_Exercise objective:_ Reproduce every entry below precisely; do not include the pictures.

BEGIN Supplied information

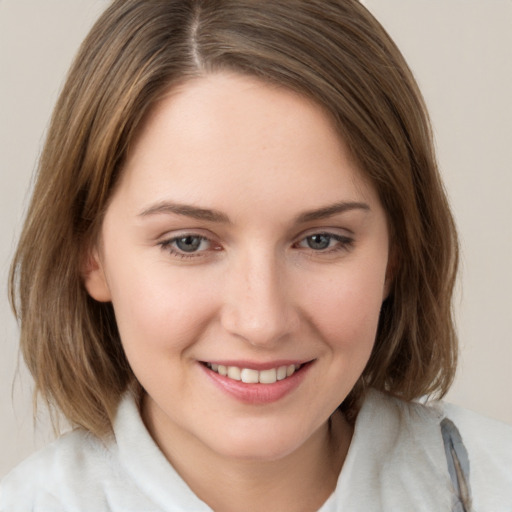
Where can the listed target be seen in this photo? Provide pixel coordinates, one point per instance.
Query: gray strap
(458, 465)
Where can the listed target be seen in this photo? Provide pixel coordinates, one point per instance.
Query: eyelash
(345, 243)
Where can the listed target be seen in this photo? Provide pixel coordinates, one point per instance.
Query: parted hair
(331, 51)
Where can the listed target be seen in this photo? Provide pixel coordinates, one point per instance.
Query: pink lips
(257, 393)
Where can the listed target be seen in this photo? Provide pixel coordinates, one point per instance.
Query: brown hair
(332, 51)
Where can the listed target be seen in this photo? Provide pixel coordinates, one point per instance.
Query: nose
(257, 305)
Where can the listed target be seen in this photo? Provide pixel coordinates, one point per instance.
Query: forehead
(230, 133)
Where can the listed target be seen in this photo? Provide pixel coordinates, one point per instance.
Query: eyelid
(166, 243)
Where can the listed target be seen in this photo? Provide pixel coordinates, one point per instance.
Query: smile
(251, 376)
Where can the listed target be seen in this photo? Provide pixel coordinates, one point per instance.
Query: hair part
(331, 51)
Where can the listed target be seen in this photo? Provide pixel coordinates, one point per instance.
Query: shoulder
(420, 430)
(44, 480)
(489, 448)
(77, 472)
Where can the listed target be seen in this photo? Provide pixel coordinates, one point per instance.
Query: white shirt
(396, 462)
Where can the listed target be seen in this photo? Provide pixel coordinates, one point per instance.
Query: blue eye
(325, 242)
(319, 242)
(188, 246)
(189, 243)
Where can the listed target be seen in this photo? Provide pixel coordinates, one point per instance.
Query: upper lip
(258, 365)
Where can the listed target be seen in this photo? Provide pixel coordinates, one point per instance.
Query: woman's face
(242, 239)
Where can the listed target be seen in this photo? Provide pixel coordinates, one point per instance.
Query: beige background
(461, 53)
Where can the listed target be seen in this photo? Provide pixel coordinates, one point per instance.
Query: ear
(391, 272)
(94, 278)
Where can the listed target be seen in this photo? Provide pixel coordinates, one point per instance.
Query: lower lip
(257, 393)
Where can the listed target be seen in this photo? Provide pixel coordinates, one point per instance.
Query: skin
(261, 158)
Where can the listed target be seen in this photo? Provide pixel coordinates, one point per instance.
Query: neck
(231, 485)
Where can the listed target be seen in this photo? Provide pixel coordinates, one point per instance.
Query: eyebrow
(330, 211)
(187, 211)
(211, 215)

END Supplied information

_Task output:_
Where can the listed target be seen in this photo? Provide pixel coordinates, one point per instance.
Query: gray strap
(458, 465)
Where can the listed target be seen in this photo? Provide pixel coordinates, one point per instance.
Query: eyelash
(345, 243)
Where can the listed target be seen in this photo? Provide pixel coordinates, one point per instance.
Query: parted hair
(331, 51)
Where can the listed target be seen in this photo? Provide pixel coordinates, one point per instance.
Query: pink lips
(257, 393)
Where can the listed target be seen in this photo? Provide pixel coordinates, one point per instance.
Query: brown hair
(332, 51)
Where can the listed target be seen in this photo? Provide pixel coordinates, one point per instance.
Query: nose
(257, 305)
Where can the listed target be seen in this photo? Provide pixel coordinates, one point per instance.
Query: forehead
(230, 133)
Where can the listed target be seen in this photo? Provide pixel coordinates, one point per instance.
Query: eyelid
(166, 243)
Where can the listed target be seen in this photo? Provide pixel coordinates, one point per instance.
Query: smile
(251, 376)
Where can the listed target be seen in this photo? Provide pixel coordinates, one point per instance.
Query: hair part
(331, 51)
Where can the listed target be seen in this photo? Provide pixel coordinates, one point per instance.
Query: shoulder
(420, 430)
(44, 480)
(489, 448)
(77, 472)
Where can the listed target be seen in this photo? Provide pixel coordinates, one point per instance.
Query: white shirt
(396, 462)
Where can the listed target be seen in this photo? Provide pixel coordinates, one point per instance.
Query: blue eye
(325, 242)
(319, 242)
(188, 246)
(189, 243)
Where can the listed target be seen in this photo? Provide pixel coordinates, one point per instance.
Query: upper lip
(258, 365)
Where can the listed target be seen in this photo? Provide pixel coordinates, one point per instance.
Query: woman's face
(242, 239)
Where can the listed target be seen in this photo? Provide pixel coordinates, one point per instance.
Query: beige background
(461, 53)
Where can the listed target be seen in this photo? Provide pixel coordinates, one point per instance.
Query: ear
(391, 272)
(94, 278)
Where can the listed target be seen in this photo? Provide pixel coordinates, one point per instance.
Query: lower lip
(257, 393)
Where can the listed target be seen in this photo? Provide pixel coordinates, one point per instance.
Query: skin
(261, 158)
Where can the listed target be seen in this photo? Provide pixel coordinates, one point per instance.
Query: neck
(231, 485)
Where can the listed target be seen in this photo? Provide pixel coordinates, one point per instance.
Query: eyebrow
(330, 211)
(187, 211)
(211, 215)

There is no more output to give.